◆ WHAT IS BEING ASKED
Your response should consist of the data that follows, repeated in full without alteration.

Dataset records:
........
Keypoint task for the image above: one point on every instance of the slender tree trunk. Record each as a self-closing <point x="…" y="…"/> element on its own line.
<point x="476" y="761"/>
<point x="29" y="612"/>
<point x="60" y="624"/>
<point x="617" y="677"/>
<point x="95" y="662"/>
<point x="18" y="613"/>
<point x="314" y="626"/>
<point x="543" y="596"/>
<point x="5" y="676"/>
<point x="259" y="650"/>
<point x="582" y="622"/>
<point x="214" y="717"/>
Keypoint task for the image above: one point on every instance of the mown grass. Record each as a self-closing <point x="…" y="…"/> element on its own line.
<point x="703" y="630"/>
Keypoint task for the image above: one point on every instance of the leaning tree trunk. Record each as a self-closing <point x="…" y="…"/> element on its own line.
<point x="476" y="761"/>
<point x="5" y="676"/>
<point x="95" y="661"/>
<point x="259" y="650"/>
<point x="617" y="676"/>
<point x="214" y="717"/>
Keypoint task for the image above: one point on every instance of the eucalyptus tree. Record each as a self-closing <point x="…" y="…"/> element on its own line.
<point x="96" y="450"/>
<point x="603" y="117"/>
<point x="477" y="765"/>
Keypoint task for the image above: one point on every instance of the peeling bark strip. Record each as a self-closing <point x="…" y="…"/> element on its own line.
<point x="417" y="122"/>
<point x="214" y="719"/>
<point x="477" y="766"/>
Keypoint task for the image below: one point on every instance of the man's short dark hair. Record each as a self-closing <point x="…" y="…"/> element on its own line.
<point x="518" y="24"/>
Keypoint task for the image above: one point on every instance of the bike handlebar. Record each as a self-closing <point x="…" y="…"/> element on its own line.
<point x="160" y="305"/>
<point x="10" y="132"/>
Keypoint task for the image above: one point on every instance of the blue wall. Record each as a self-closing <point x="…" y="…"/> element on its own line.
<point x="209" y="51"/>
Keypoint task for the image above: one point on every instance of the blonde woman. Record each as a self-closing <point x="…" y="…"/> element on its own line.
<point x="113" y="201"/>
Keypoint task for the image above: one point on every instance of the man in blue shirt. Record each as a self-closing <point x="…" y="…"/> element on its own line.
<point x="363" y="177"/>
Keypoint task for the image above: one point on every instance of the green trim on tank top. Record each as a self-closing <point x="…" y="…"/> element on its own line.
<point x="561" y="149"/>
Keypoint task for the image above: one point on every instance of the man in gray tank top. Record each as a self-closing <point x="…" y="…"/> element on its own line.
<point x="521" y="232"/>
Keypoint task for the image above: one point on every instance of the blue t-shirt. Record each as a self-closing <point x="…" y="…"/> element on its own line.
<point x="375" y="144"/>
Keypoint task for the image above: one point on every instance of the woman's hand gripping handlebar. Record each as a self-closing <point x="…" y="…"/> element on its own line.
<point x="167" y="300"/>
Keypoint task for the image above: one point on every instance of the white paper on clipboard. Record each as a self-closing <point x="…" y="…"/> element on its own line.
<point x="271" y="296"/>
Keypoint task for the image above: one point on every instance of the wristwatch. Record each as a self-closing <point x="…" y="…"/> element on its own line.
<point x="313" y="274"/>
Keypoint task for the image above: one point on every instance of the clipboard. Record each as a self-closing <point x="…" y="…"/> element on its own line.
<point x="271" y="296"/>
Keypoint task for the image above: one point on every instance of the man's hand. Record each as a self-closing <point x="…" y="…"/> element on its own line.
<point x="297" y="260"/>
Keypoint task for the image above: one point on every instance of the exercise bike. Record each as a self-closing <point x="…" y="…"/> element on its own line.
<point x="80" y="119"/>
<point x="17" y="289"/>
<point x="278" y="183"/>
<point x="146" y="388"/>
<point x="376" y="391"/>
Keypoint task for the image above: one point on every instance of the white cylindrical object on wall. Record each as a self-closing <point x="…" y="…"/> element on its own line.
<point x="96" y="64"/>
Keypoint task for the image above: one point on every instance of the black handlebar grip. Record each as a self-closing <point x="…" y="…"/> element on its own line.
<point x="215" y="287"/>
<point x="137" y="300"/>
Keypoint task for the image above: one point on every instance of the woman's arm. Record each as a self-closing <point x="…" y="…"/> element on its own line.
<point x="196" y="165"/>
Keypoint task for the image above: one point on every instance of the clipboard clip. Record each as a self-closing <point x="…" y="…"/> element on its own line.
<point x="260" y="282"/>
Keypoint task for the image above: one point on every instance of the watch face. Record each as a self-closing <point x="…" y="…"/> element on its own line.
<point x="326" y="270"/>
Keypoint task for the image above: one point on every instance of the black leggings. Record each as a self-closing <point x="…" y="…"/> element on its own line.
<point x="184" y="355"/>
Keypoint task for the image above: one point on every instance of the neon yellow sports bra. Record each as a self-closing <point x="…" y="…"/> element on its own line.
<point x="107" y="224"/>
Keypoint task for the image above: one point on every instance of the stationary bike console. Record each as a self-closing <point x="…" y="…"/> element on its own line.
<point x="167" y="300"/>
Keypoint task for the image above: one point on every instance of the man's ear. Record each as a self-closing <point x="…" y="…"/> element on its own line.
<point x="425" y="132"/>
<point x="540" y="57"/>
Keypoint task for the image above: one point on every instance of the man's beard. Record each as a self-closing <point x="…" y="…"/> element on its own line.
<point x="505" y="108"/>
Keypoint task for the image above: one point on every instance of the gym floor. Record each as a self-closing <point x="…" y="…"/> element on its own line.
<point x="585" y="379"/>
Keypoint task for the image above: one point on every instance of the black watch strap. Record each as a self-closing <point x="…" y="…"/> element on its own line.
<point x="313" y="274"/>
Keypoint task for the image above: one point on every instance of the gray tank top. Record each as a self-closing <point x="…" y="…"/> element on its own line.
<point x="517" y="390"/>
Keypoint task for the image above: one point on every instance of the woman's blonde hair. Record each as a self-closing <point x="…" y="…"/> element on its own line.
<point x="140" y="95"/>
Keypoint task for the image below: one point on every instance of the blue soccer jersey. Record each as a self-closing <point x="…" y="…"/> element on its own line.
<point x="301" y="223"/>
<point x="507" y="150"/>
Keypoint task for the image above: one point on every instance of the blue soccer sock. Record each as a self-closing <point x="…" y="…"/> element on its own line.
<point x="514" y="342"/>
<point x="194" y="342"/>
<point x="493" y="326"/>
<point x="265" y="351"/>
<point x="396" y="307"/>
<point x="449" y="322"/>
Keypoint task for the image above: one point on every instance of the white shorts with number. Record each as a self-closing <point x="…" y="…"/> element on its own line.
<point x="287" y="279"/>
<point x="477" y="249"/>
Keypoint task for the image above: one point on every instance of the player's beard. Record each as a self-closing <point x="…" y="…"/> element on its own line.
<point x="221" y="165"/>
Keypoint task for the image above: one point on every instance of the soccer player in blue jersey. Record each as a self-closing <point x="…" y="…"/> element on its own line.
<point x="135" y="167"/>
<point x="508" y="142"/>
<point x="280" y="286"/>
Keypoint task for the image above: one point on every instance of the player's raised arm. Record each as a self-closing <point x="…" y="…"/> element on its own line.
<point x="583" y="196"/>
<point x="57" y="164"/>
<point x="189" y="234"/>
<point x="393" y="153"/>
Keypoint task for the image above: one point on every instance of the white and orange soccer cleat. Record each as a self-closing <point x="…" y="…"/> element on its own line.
........
◆ ANSWER TO THE EXERCISE
Keypoint task for the image above: one point on every instance of the slender tree trunk. Record each as a self-closing <point x="…" y="…"/> element on its own line.
<point x="476" y="761"/>
<point x="29" y="612"/>
<point x="60" y="624"/>
<point x="617" y="677"/>
<point x="95" y="662"/>
<point x="18" y="613"/>
<point x="314" y="626"/>
<point x="543" y="596"/>
<point x="5" y="676"/>
<point x="259" y="650"/>
<point x="582" y="622"/>
<point x="214" y="717"/>
Keypoint task for the image above: one point on every instance of the mown grass. Record each as a self-closing <point x="…" y="…"/> element on its own line.
<point x="703" y="630"/>
Keypoint task for the image above: one point on every instance of the leaning tree trunk. Record each as a self-closing <point x="…" y="…"/> element on its own line.
<point x="476" y="761"/>
<point x="5" y="676"/>
<point x="95" y="661"/>
<point x="259" y="650"/>
<point x="617" y="676"/>
<point x="214" y="717"/>
Keypoint task for the image above: one point on every instance of the eucalyptus tree. Record each as a self-closing <point x="…" y="…"/> element on its own line.
<point x="96" y="450"/>
<point x="603" y="117"/>
<point x="477" y="765"/>
Keypoint task for the image above: one point on every instance of the peeling bark strip. Record each as a self-closing <point x="…" y="…"/> element on its own line.
<point x="417" y="122"/>
<point x="214" y="719"/>
<point x="477" y="766"/>
Keypoint task for the image below: one point on every instance of the man's short dark hair. Record each as a self-closing <point x="…" y="…"/> element on its own line.
<point x="518" y="24"/>
Keypoint task for the image above: one point on every instance of the bike handlebar. Record each as a self-closing <point x="…" y="…"/> element on its own line.
<point x="160" y="305"/>
<point x="10" y="132"/>
Keypoint task for the image above: one point on every instance of the blue wall. Record each as a self-closing <point x="…" y="…"/> element on its own line.
<point x="209" y="51"/>
Keypoint task for the image above: one point on every instance of the blonde woman. Record each as a self-closing <point x="…" y="…"/> element on its own line.
<point x="113" y="201"/>
Keypoint task for the image above: one point on every instance of the man in blue shirt. Record each as a self-closing <point x="…" y="…"/> element on its own line.
<point x="363" y="177"/>
Keypoint task for the image above: one point on every instance of the green trim on tank top. Record each as a self-closing <point x="…" y="…"/> element on its own line.
<point x="561" y="149"/>
Keypoint task for the image above: one point on every instance of the man in gray tank top. Record each as a self-closing <point x="…" y="…"/> element on its own line.
<point x="521" y="232"/>
Keypoint task for the image above: one point on every instance of the blue t-shirt. Record each as a self-closing <point x="…" y="…"/> element on its own line.
<point x="375" y="144"/>
Keypoint task for the image above: one point on every instance of the woman's hand gripping handlebar. Record each as a self-closing <point x="…" y="…"/> element on its own line.
<point x="167" y="300"/>
Keypoint task for the image above: one point on every instance of the white paper on clipboard. Record each as a self-closing <point x="…" y="…"/> element on its own line.
<point x="271" y="296"/>
Keypoint task for the image above: one point on every instance of the wristwatch. Record each as a self-closing <point x="…" y="…"/> element on its own line.
<point x="313" y="274"/>
Keypoint task for the image above: one point on every instance of the clipboard. Record each as a self-closing <point x="…" y="…"/> element on its own line.
<point x="271" y="296"/>
Keypoint task for the image above: one point on every instance of the man's hand. Record each as a self-closing <point x="…" y="…"/> element on its own line.
<point x="297" y="260"/>
Keypoint task for the image above: one point on every instance of the exercise bike. Record each as a self-closing <point x="…" y="…"/> element on its own line.
<point x="80" y="119"/>
<point x="17" y="289"/>
<point x="278" y="183"/>
<point x="146" y="388"/>
<point x="376" y="391"/>
Keypoint task for the image above: one point on every instance of the white cylindrical object on wall. Record each as a self-closing <point x="…" y="…"/> element on its own line.
<point x="96" y="64"/>
Keypoint task for the image above: one point on every instance of the black handlebar grip. Record each as a self-closing <point x="…" y="…"/> element on its own line.
<point x="215" y="287"/>
<point x="137" y="300"/>
Keypoint task for the image above: one point on every instance of the woman's arm. Record each as a self-closing <point x="…" y="…"/> element on its own line.
<point x="196" y="165"/>
Keypoint task for the image above: one point on every instance of the clipboard clip. Record each as a self-closing <point x="…" y="…"/> element on its own line.
<point x="260" y="282"/>
Keypoint task for the image above: one point on every instance of the watch face. Record each as a self-closing <point x="…" y="…"/> element on its own line.
<point x="326" y="270"/>
Keypoint task for the image above: one point on every instance of the black leggings. Record each as a self-closing <point x="…" y="…"/> element on its own line.
<point x="184" y="355"/>
Keypoint task for the image above: one point on every instance of the neon yellow sports bra. Record each as a self-closing <point x="…" y="…"/> element on its own line.
<point x="107" y="224"/>
Keypoint task for the image above: one point on every instance of the stationary bike console. Record each as a self-closing <point x="…" y="…"/> element on its own line.
<point x="167" y="300"/>
Keypoint task for the image above: one point on every instance of the man's ear. Record each as a self-closing <point x="…" y="…"/> element on its own line.
<point x="425" y="132"/>
<point x="540" y="57"/>
Keypoint task for the image above: one point on every instance of the man's beard. Record each as a self-closing <point x="…" y="…"/> element on its own line.
<point x="505" y="108"/>
Keypoint task for the image above: one point on every instance of the gym floor. Record each as a self-closing <point x="…" y="…"/> element on its own line.
<point x="585" y="379"/>
Keypoint task for the image above: one point on every instance of the black watch strap. Record each as a self-closing <point x="…" y="…"/> element on its own line.
<point x="313" y="274"/>
Keypoint task for the image above: one point on every instance of the gray tank top. Record each as a self-closing <point x="…" y="…"/> element on its own line.
<point x="517" y="390"/>
Keypoint task for the image above: one point on every instance of the woman's blonde hair. Record each as a self-closing <point x="…" y="…"/> element on its own line.
<point x="140" y="95"/>
Keypoint task for the image below: one point on every instance of the blue soccer jersey. Record each as a self-closing <point x="…" y="…"/> element on its own line.
<point x="301" y="223"/>
<point x="507" y="150"/>
Keypoint task for the image above: one point on every instance of the blue soccer sock. Record each as a self-closing <point x="…" y="…"/> element on its own line.
<point x="514" y="342"/>
<point x="194" y="342"/>
<point x="493" y="326"/>
<point x="265" y="351"/>
<point x="396" y="307"/>
<point x="449" y="322"/>
Keypoint task for the image above: one point on every instance of the white shorts with number. Record each as a self-closing <point x="…" y="…"/> element on its own line.
<point x="287" y="279"/>
<point x="477" y="249"/>
Keypoint task for the image above: one point on every instance of the player's beard. Record each as a self-closing <point x="…" y="…"/> element on its own line.
<point x="221" y="165"/>
Keypoint task for the image above: one point on every instance of the soccer player in blue jersey. Record each as a self-closing <point x="…" y="…"/> element on its own line.
<point x="135" y="167"/>
<point x="508" y="142"/>
<point x="280" y="286"/>
Keypoint task for the image above: one point on every instance of the player's raised arm. Record each as a self-closing <point x="…" y="…"/> element on its own line.
<point x="583" y="196"/>
<point x="57" y="164"/>
<point x="189" y="234"/>
<point x="393" y="153"/>
Keypoint task for the image above: one point on every instance of the white and orange soccer cleat. Record each as a self-closing <point x="…" y="…"/> element on its own line.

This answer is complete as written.